*** EXCERPTED DATA ***

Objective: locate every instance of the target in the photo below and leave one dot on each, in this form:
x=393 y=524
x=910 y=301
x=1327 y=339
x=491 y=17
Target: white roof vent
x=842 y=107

***

WHAT YOU NEED TO DO: Once the line containing "x=910 y=301" is found, print it and every line after it through the end of the listing, exactly and alone.

TASK SOLUTION:
x=910 y=301
x=1327 y=339
x=491 y=17
Target: white roof vent
x=842 y=107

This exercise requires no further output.